** Preguntas por responder **
1. ¿Puedes reescribir como lista el párrafo del texto sobre el «Gran Marruecos» que empieza con «Visto un tanto a la distancia», conservando sus datos principales?
2. ¿Puedes proseguir el texto sobre el «Gran Marruecos» a partir de donde termina?

** Texto proporcionado **
-*-*-

El viejo sueño del «Gran Marruecos», recuperado entre los años 1950 y 1960, reclamaría, además de territorios que han pertenecido históricamente a Marruecos, los de Mauritania, parte de Malí, parte del Sahara argelino y el Sahara Occidental. La pregunta aquí es inevitable: ¿sobre qué bases, con qué legitimidad, a estas alturas, una población inconsulta y en condiciones de vida más que precarias, debería estar sometida a los designios de un monarca extranjero, el Rey Mohamed VI, y cómo podría este sustentar sin recurrir a la fuerza semejantes aspiraciones? A ello, habría que agregar la pesada carga que significa el sostenimiento de un régimen militarizado con un ejército, se dice, de 250 mil elementos. Delirios de grandeza hoy, en un mundo que avanza hacia formas de organización política cada vez más democráticas, no pueden responder más que a mentalidades que, escudándose en tradiciones anquilosadas se niegan a incorporarse, desde luego en modalidades propias, a lo que por encima de ideologías liberales globalizadoras llamamos la modernidad. Modernidad no por fuerza capitalista, sea oriental u occidental, del norte o del sur.

Visto un tanto a la distancia, el proceso de descolonización que, con base en la famosa Resolución 1514 de la ONU, había entrado a su fase final después de la Segunda Guerra, nos muestra que las metrópolis cambiaron de rostro, pero no de intenciones. Sobre todo, en África, luego de las difíciles luchas de independencia, una sucesión de golpes de estado convirtió a los regímenes militares que se hicieron con el poder en débiles aliados de gobiernos y corporaciones. La explotación neocolonial de recursos estratégicos hizo cambios de forma, pero no de dueños. Mientras el abandono, la frustración y la incuria hegemonizaron prácticamente todo el continente, un camino ejemplar y una esperanza fue consumada en el triunfo contra el Apartheid que convirtió a Nelson Mandela en un símbolo de la liberación victoriosa y universal.

Todos y cada uno de los pueblos originarios del mundo tienen todo el derecho a la autodeterminación en sus propios territorios y a la preservación de las culturas autóctonas. De acuerdo. Solo que quienes se han montado sobre los hombros y las cabezas sometidas de su propia gente, arguyendo tradiciones supérstites como las rancias y absurdas monarquías, no pueden ya esconder sus ambiciones de poder y su ilegitimidad. En el mundo global de nuestro tiempo la opresión y la enajenación de los intereses fundamentales de los pueblos no puede ya esconderse. La lucha por la sobrevivencia de los pueblos originarios en sus propios lugares de origen es cada vez más abierta y frontal. Díganlo si no los grandes conglomerados humanos de indios, negros y mestizos que, al empezar a sacudirse el yugo capitalista, colonialista y patriarcal, abren paso al fin de una era de la historia o de la prehistoria humana. Es decir, al fin de la dominación del «hombre blanco» y el ascenso del mestizaje global y de la identidad humana universal.

-*-*-

** Líneas proporcionadas **
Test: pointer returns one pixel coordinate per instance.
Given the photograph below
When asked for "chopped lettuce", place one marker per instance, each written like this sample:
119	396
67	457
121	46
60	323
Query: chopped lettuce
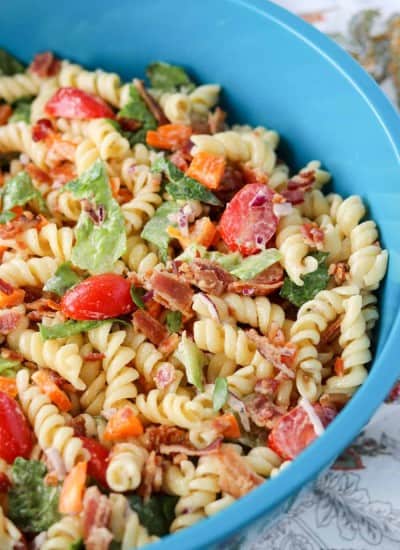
18	191
193	359
32	505
168	78
69	328
155	230
63	279
220	393
137	109
156	513
174	321
9	64
251	266
9	367
21	111
98	244
313	283
181	186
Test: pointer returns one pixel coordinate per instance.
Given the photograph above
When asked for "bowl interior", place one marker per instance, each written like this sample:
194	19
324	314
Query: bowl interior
275	71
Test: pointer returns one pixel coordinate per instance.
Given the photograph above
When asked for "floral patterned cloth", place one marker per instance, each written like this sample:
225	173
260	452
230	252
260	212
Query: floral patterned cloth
356	504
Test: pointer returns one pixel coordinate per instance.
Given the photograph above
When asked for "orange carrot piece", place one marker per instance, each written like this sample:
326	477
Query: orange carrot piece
123	424
56	395
169	136
8	386
207	168
71	495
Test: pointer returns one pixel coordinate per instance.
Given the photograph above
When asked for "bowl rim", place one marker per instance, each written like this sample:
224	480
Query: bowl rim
270	496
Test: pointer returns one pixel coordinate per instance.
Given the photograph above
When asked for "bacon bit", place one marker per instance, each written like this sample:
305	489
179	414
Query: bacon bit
206	275
164	376
42	129
216	121
5	113
45	64
151	476
171	292
5	483
150	327
313	235
96	511
338	366
155	436
169	345
236	476
340	272
93	356
9	321
265	283
151	103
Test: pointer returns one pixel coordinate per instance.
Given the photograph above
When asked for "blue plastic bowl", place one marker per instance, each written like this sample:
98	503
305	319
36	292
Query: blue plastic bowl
278	71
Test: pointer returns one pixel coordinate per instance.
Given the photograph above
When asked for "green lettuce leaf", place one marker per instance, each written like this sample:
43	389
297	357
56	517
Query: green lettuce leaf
63	279
193	359
155	230
313	283
69	328
156	514
181	186
9	367
136	109
21	111
168	78
20	190
32	505
98	245
173	320
9	64
251	266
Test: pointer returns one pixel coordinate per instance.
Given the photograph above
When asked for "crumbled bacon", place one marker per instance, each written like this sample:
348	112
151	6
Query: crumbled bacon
206	275
9	321
154	436
5	113
150	327
262	411
313	235
216	121
236	476
45	64
164	376
151	103
42	129
96	511
265	283
171	292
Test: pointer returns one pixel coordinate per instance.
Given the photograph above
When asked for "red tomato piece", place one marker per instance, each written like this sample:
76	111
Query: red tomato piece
248	222
15	433
74	103
97	465
98	297
294	431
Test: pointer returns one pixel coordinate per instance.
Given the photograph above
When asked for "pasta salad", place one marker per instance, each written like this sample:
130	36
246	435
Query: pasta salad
180	315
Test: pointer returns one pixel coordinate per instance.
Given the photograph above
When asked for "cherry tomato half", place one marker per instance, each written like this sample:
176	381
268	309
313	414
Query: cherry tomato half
15	433
248	222
74	103
98	297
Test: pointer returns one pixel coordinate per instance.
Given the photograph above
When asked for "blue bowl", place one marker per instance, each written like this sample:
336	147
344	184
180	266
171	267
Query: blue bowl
278	71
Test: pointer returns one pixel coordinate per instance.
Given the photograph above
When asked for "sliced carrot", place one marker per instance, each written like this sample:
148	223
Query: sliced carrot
169	136
207	168
123	424
56	395
71	495
8	386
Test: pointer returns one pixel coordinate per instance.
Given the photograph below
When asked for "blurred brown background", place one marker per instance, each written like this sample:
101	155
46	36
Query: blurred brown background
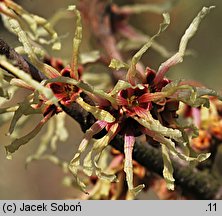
42	180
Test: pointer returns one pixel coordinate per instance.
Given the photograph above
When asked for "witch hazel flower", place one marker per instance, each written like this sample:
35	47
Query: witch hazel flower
57	87
146	103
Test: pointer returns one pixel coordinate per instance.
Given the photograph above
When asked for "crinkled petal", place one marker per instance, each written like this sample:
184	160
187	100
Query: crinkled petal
98	113
17	143
132	70
75	162
178	57
168	168
129	141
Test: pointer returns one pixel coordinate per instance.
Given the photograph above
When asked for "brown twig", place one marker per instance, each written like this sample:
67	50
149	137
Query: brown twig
191	180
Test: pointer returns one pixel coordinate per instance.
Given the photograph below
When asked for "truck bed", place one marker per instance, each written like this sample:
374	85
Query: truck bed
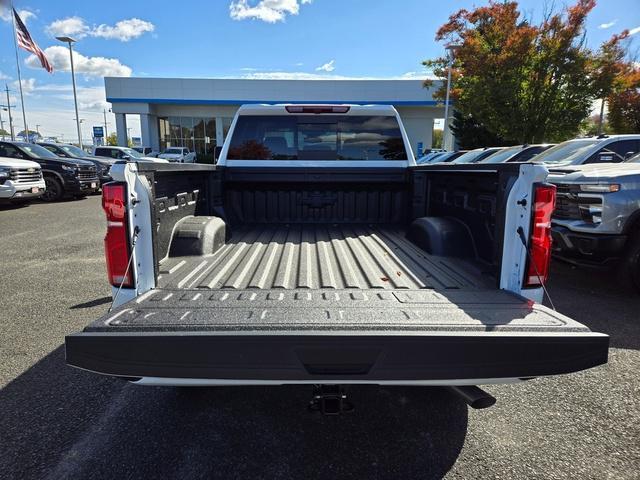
312	256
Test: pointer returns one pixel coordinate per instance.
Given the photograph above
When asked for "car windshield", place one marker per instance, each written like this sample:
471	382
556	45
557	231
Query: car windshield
317	137
634	159
131	152
470	157
502	155
73	150
37	151
566	152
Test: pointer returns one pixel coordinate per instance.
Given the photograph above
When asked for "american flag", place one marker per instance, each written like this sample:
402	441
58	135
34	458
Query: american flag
25	41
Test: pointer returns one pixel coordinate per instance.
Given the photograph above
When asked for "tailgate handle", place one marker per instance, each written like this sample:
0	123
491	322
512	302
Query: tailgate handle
338	361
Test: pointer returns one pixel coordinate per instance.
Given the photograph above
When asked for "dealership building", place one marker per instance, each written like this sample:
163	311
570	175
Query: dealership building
197	113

-*-*-

** Resultados en orden **
1.
- Vista a la distancia, la descolonización muestra que las metrópolis cambiaron de rostro, pero no de intenciones. Se basaba en la Resolución 1514 de la ONU y entró en su fase final después de la Segunda Guerra.
- En África, tras las difíciles luchas de independencia, una sucesión de golpes de estado llevó al poder a regímenes militares. Estos se convirtieron en débiles aliados de gobiernos y corporaciones.
- La explotación neocolonial de recursos estratégicos cambió de forma, pero no de dueños.
- El abandono, la frustración y la incuria dominaron prácticamente todo el continente.
- El triunfo contra el Apartheid fue un camino ejemplar y una esperanza, y convirtió a Nelson Mandela en símbolo de la liberación victoriosa y universal.

2.
Sin autodeterminación soberana y sin democracia política, bien lo sabemos ahora, ningún pueblo puede alcanzar una verdadera justicia económica y social. Recordemos que las guerras, mayores o menores, no las provocan los pueblos sino aquellos que los tiranizan y explotan, ya desde una abierta dictadura o desde una presunta «monarquía constitucional». El espacio donde habría que llevar a cabo un referéndum, si queremos ser mínimamente objetivos, no es entre la población que habita en el Sahara Occidental sino al interior de Marruecos, para saber si quieren los marroquíes continuar una guerra fratricida o prefieren terminar con la imposición de un régimen de realeza militarista que es, por definición, ajeno y contrario a toda idea, si no de democracia, sí al menos de justicia social.

Al final, uno se interroga sobre la continuidad y vigencia o no de los sabios pensamientos y las ejemplares conductas de los grandes maestros sufíes del Magreb. Porque en materia de historias y pueblos no hay quien tenga la última palabra, como bien lo recuerda Amin Maalouf (en León el Africano) cuando dice que «el destino cambia más que la piel del camaleón».